■ **DIRECTIONS FOR THIS TASK**
Please return the lines, both ends included, that run from the one containing "Exercise. Mark the older" to the last line of the data below, exactly and alone.

■ **INPUT FOR THIS TASK**
________
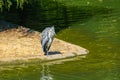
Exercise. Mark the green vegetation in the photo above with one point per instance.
(8, 3)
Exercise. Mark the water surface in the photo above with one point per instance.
(94, 25)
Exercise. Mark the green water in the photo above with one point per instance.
(98, 30)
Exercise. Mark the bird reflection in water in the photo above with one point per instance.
(45, 73)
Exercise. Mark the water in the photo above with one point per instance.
(96, 30)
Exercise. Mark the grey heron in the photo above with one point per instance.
(47, 37)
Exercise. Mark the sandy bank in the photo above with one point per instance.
(23, 44)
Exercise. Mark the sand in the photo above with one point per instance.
(23, 44)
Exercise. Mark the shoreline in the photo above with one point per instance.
(19, 44)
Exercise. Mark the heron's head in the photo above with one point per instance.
(52, 30)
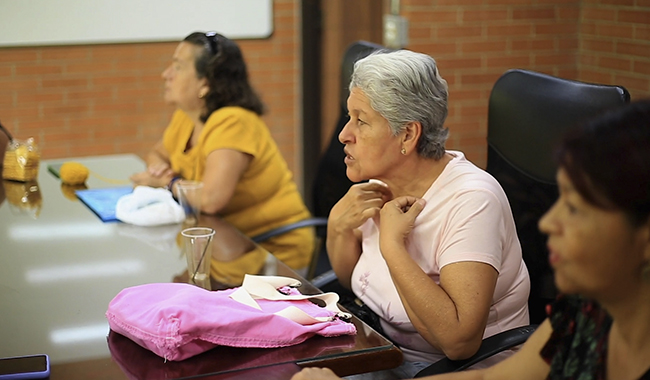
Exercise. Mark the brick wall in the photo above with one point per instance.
(475, 41)
(615, 44)
(104, 99)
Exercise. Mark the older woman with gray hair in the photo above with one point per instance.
(429, 242)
________
■ **SOLUTION FOR THIS TASK**
Exercise. Mark the older woman with gray hair in the photo above with one point per instance.
(429, 242)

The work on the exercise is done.